### Task item
An unchanged copy of all the lines below is expected, and it should contain no pictures.
------ Information shown ------
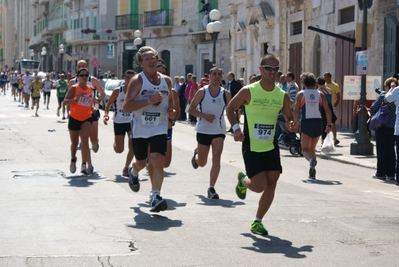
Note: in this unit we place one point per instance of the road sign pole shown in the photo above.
(363, 145)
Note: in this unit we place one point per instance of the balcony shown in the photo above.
(57, 25)
(74, 36)
(159, 19)
(102, 36)
(68, 3)
(91, 3)
(127, 23)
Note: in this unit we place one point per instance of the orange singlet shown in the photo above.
(81, 110)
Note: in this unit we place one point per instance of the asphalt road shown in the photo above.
(50, 217)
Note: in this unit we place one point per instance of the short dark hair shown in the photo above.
(130, 72)
(308, 79)
(321, 80)
(82, 69)
(290, 74)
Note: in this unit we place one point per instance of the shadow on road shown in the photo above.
(153, 221)
(83, 180)
(275, 245)
(225, 203)
(321, 182)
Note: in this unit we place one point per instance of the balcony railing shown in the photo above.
(73, 35)
(101, 35)
(92, 3)
(57, 24)
(128, 22)
(158, 18)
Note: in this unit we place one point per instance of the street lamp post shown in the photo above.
(214, 28)
(61, 52)
(44, 53)
(363, 145)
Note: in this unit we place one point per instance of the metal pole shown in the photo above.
(363, 146)
(214, 38)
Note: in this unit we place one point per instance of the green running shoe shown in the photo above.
(258, 228)
(241, 189)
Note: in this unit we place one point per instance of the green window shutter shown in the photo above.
(134, 14)
(214, 4)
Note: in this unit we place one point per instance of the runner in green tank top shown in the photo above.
(263, 101)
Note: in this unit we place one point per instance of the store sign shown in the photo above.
(130, 46)
(110, 50)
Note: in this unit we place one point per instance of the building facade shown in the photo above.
(102, 33)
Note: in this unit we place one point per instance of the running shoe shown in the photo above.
(193, 162)
(158, 204)
(72, 166)
(212, 193)
(133, 181)
(95, 147)
(258, 228)
(89, 169)
(312, 170)
(241, 189)
(83, 168)
(125, 172)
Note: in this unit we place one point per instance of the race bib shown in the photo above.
(263, 131)
(150, 118)
(85, 101)
(124, 114)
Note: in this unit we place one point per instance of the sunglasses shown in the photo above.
(270, 68)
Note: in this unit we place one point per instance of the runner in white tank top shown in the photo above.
(149, 97)
(211, 126)
(121, 120)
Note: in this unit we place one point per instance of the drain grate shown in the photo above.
(35, 174)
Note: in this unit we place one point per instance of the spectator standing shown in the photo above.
(206, 8)
(192, 92)
(182, 99)
(336, 97)
(233, 86)
(384, 136)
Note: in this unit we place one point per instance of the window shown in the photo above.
(296, 28)
(346, 15)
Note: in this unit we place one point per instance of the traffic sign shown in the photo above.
(362, 62)
(95, 62)
(352, 87)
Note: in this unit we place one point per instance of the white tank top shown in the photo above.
(151, 120)
(46, 86)
(119, 115)
(212, 105)
(310, 104)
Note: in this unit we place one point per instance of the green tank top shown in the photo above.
(61, 91)
(261, 117)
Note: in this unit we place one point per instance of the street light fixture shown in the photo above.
(44, 53)
(214, 28)
(61, 51)
(137, 41)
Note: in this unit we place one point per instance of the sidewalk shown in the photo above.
(342, 152)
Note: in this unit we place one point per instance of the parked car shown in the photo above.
(109, 87)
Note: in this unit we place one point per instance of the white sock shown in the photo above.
(155, 193)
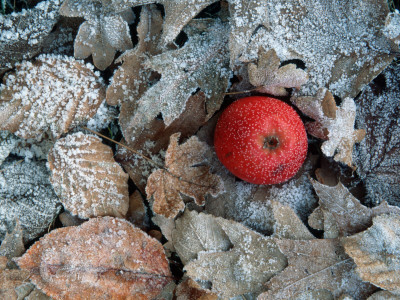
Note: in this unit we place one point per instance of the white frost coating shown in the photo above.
(53, 94)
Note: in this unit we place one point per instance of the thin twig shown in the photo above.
(125, 146)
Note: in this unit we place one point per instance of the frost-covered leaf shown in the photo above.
(315, 264)
(287, 223)
(378, 156)
(23, 34)
(183, 173)
(342, 44)
(13, 243)
(10, 281)
(105, 30)
(246, 17)
(195, 233)
(51, 95)
(334, 124)
(244, 268)
(376, 252)
(269, 78)
(200, 65)
(102, 258)
(86, 178)
(155, 137)
(132, 79)
(189, 289)
(7, 144)
(392, 27)
(338, 205)
(26, 194)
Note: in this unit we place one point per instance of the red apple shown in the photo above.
(261, 140)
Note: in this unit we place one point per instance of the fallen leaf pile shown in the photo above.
(110, 187)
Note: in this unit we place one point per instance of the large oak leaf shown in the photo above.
(102, 258)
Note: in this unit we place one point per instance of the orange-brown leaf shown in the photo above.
(182, 174)
(104, 258)
(86, 178)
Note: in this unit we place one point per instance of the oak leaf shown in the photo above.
(201, 65)
(315, 264)
(105, 30)
(377, 157)
(343, 214)
(269, 78)
(339, 51)
(333, 124)
(103, 257)
(376, 252)
(23, 34)
(51, 95)
(86, 178)
(26, 194)
(244, 267)
(184, 174)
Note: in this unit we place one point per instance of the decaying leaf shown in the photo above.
(269, 78)
(26, 194)
(315, 264)
(132, 79)
(345, 211)
(184, 174)
(392, 27)
(287, 223)
(104, 257)
(376, 252)
(23, 34)
(333, 124)
(10, 281)
(342, 44)
(7, 144)
(105, 30)
(243, 268)
(86, 178)
(378, 155)
(189, 289)
(200, 65)
(155, 137)
(13, 243)
(51, 95)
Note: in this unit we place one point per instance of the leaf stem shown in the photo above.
(126, 147)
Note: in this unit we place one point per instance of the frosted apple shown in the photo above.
(261, 140)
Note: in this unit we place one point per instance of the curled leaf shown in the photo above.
(269, 78)
(376, 252)
(51, 95)
(86, 178)
(103, 257)
(334, 124)
(184, 174)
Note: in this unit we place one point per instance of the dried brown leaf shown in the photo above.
(315, 264)
(51, 95)
(189, 289)
(341, 44)
(349, 216)
(155, 138)
(376, 252)
(334, 124)
(243, 268)
(86, 178)
(269, 78)
(104, 257)
(200, 65)
(378, 155)
(184, 174)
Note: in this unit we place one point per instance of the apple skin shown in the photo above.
------
### Response
Note: in this unit we place one point per instance of the road sign pole shown in the photo above.
(363, 145)
Note: in this unit we place one point per instance of the balcony shown in the photo above.
(57, 25)
(74, 36)
(159, 19)
(102, 36)
(68, 3)
(91, 3)
(127, 23)
Note: in this unit we place one point per instance of the orange singlet shown in the photo above.
(81, 110)
Note: in this unit we place one point per instance of the asphalt road shown in the photo above.
(50, 217)
Note: in this unit we place one point per instance of the short dark hair shown in the photo above.
(130, 72)
(308, 79)
(321, 80)
(82, 69)
(290, 74)
Note: in this unit we place one point per instance of the shadow on road shown in the photo above.
(153, 221)
(83, 180)
(275, 245)
(225, 203)
(321, 182)
Note: in this unit we place one point per instance of the balcony railing shown in the photo above.
(73, 35)
(101, 35)
(92, 3)
(57, 24)
(128, 22)
(158, 18)
Note: in this unit we place one point per instance of the street lamp post shown in the photo above.
(214, 28)
(61, 52)
(44, 53)
(363, 145)
Note: in this unit we place one point per instance of the metal pole shown in the photo above.
(363, 146)
(214, 38)
Note: in this unit we place one point per instance of the green running shoe shown in the photo above.
(258, 228)
(241, 189)
Note: in this unit we place one point per instance of the green window shutter shown in the photo above.
(134, 14)
(214, 4)
Note: in this unit we place one point per instance of the runner in green tank top shown in the photo above.
(263, 101)
Note: in this unit we place one point per instance of the store sign shown in the photo above.
(130, 46)
(110, 50)
Note: in this unit we place one point per instance of the building facade shown in the photo above.
(102, 33)
Note: in this unit we place one point per instance of the running shoe shown in the photo above.
(193, 162)
(158, 204)
(72, 166)
(212, 193)
(133, 181)
(95, 147)
(258, 228)
(89, 169)
(312, 170)
(241, 189)
(83, 168)
(125, 172)
Note: in this unit we place one point per instance of the race bib shown in the photo above.
(263, 131)
(150, 118)
(85, 101)
(124, 114)
Note: in this unit we place one point per instance of the sunglasses shown in the photo above.
(270, 68)
Note: in this unit we place one point per instance of the runner in white tank top shown in the photo above.
(149, 97)
(211, 126)
(121, 120)
Note: in this unit we place one point per instance of the drain grate shown in the photo above.
(35, 174)
Note: in this unit we place one point per instance of the spectator standing shown in the photo above.
(206, 8)
(192, 92)
(182, 99)
(336, 97)
(233, 86)
(384, 136)
Note: in this unit we place one point per instance of the window shown in the photo above.
(296, 28)
(346, 15)
Note: in this unit we place one point per instance of the traffic sign shown in the photo above.
(362, 62)
(95, 62)
(352, 87)
Note: in this unit we place one point per instance of the white tank top shown in the photo above.
(151, 120)
(46, 86)
(119, 115)
(212, 105)
(310, 104)
Note: in this unit we place one point per instance of the green tank top shown in the photo above.
(61, 91)
(261, 117)
Note: in this unit we place one point per instance of the street light fixture shown in the photo above.
(44, 53)
(214, 28)
(61, 51)
(137, 41)
Note: in this unit we place one point per instance of the sidewalk shown in the photo above.
(342, 152)
Note: in this unit we place one point per instance of the parked car shown in the photo above.
(109, 87)
Note: in this unit we place one point per instance of the white sock shown in the photo above.
(155, 193)
Note: in this unit we place one point per instance of the white frost coating shown in the photo above.
(53, 94)
Note: in this unit we place one point per instance of the thin twig shown in the photo above.
(125, 146)
Note: in this unit we place one point per instance of the frost-covered leaf shown in the photo above.
(315, 264)
(287, 223)
(378, 156)
(23, 34)
(183, 173)
(342, 44)
(13, 243)
(10, 281)
(105, 30)
(246, 17)
(195, 233)
(51, 95)
(334, 124)
(244, 268)
(376, 252)
(269, 78)
(200, 65)
(102, 258)
(86, 178)
(155, 137)
(132, 79)
(189, 289)
(7, 144)
(392, 27)
(338, 205)
(26, 194)
Note: in this unit we place one point per instance of the red apple shown in the photo above.
(261, 140)
Note: in this unit we place one point per instance of the fallen leaf pile shown in the photo above.
(110, 187)
Note: in this unit we place one point per instance of the large oak leaf shown in the photo above.
(102, 258)
Note: in this unit we place one point per instance of the orange-brown leaf shown in the photo above.
(182, 174)
(104, 258)
(86, 178)
Note: in this unit we place one point per instance of the oak leaf shown in the photo above.
(201, 65)
(315, 264)
(105, 30)
(377, 157)
(343, 214)
(269, 78)
(339, 51)
(333, 124)
(103, 257)
(376, 252)
(23, 34)
(51, 95)
(86, 178)
(26, 194)
(244, 267)
(184, 174)
Note: in this unit we place one point per instance of the decaying leaf shown in the photo above.
(269, 78)
(26, 194)
(315, 264)
(132, 79)
(345, 211)
(184, 174)
(392, 27)
(287, 223)
(104, 257)
(376, 252)
(23, 34)
(333, 124)
(10, 281)
(342, 44)
(7, 144)
(105, 30)
(243, 268)
(86, 178)
(378, 155)
(189, 289)
(200, 65)
(155, 137)
(13, 243)
(51, 95)
Note: in this unit we place one point per instance of the leaf stem shown in the photo above.
(126, 147)
Note: in this unit we place one point per instance of the frosted apple shown in the photo above.
(261, 140)
Note: in this unit we place one point per instance of the curled leaf shown in the photo above.
(269, 78)
(376, 252)
(51, 95)
(86, 178)
(103, 257)
(334, 124)
(184, 174)
Note: in this unit we place one point per instance of the dried brown leaf shown in the photo above.
(315, 264)
(51, 95)
(189, 289)
(341, 44)
(349, 216)
(155, 138)
(376, 252)
(334, 124)
(243, 268)
(86, 178)
(269, 78)
(104, 257)
(200, 65)
(378, 155)
(184, 174)
Note: in this unit we place one point per instance of the apple skin shown in the photo above.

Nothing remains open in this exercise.